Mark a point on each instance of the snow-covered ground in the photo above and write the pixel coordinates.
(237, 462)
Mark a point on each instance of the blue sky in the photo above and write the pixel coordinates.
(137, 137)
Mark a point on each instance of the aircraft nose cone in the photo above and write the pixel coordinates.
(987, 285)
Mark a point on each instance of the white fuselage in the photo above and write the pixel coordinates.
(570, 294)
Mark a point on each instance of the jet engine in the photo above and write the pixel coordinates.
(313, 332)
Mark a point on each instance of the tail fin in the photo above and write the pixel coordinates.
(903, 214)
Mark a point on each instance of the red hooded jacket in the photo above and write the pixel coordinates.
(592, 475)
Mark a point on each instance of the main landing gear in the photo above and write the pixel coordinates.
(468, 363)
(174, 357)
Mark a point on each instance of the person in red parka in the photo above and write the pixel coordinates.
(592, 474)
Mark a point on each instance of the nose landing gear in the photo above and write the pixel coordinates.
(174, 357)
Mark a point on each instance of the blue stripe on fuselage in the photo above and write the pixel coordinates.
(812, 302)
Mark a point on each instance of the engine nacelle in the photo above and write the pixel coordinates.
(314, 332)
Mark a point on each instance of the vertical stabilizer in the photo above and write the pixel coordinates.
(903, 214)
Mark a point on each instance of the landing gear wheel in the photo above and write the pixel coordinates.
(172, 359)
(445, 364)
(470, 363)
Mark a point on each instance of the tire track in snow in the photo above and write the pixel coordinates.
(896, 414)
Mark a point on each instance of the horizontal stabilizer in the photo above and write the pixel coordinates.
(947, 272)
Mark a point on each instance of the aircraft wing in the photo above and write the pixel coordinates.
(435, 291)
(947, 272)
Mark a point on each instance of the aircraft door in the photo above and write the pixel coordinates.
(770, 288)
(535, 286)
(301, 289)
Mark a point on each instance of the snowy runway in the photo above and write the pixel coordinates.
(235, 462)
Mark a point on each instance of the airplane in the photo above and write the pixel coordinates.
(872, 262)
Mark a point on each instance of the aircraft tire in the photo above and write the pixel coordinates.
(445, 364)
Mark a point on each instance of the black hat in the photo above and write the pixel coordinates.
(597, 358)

#### What this task involves:
Please write out every one of the items above word for word, with no changes.

#### Result of the exercise:
Mark a point on each instance of the snow-covered ground in the photo above and write the pixel coordinates.
(237, 462)
Mark a point on each instance of the blue sky in the photo above and write the pixel coordinates.
(137, 137)
Mark a point on each instance of the aircraft nose cone in the photo above and write the pixel coordinates.
(987, 285)
Mark a point on each instance of the white fuselage in the photo above and write the pixel coordinates.
(570, 294)
Mark a point on each instance of the jet engine in the photo above and write the pixel coordinates.
(313, 332)
Mark a point on each instance of the tail fin in the photo above and write the pixel coordinates.
(903, 214)
Mark a point on each instance of the red hooded jacket in the photo above and write the pixel coordinates.
(592, 475)
Mark a point on each instance of the main landing gear in the photo above and write the pixel coordinates.
(468, 363)
(174, 357)
Mark a point on each instance of the person in red parka in the photo above and write the pixel coordinates.
(592, 474)
Mark a point on each instance of the nose landing gear in the photo above and write the pixel coordinates.
(174, 357)
Mark a point on each instance of the blue stripe on fuselage in the photo above and write the pixel coordinates.
(812, 302)
Mark a point on each instance of the engine nacelle in the photo above and write the pixel coordinates.
(314, 332)
Mark a point on each instance of the vertical stabilizer in the photo above and write the pixel coordinates.
(903, 214)
Mark a point on each instance of the landing gear wheel in the photo above and write the pixel coordinates.
(172, 359)
(445, 364)
(470, 363)
Mark a point on each instance of the tire track in snow in the photo above and write the pixel coordinates.
(896, 414)
Mark a point on each instance of the horizontal stabilizer in the photo above and write the pixel coordinates.
(947, 272)
Mark a point on each instance of the aircraft wing in the photo above and write the pixel coordinates.
(435, 291)
(947, 272)
Mark a point on each instance of the aircraft door in the photo above and write the pixel coordinates.
(770, 288)
(535, 286)
(301, 289)
Mark a point on each instance of the snowy runway in the photo above and write the pixel coordinates.
(235, 462)
Mark a point on each instance of the airplane in the photo above and write the pixel coordinates.
(872, 262)
Mark a point on each instance of the aircraft tire in the photo above and write the pixel coordinates.
(445, 364)
Mark a point on each instance of the black hat in the photo above and write the pixel coordinates.
(597, 358)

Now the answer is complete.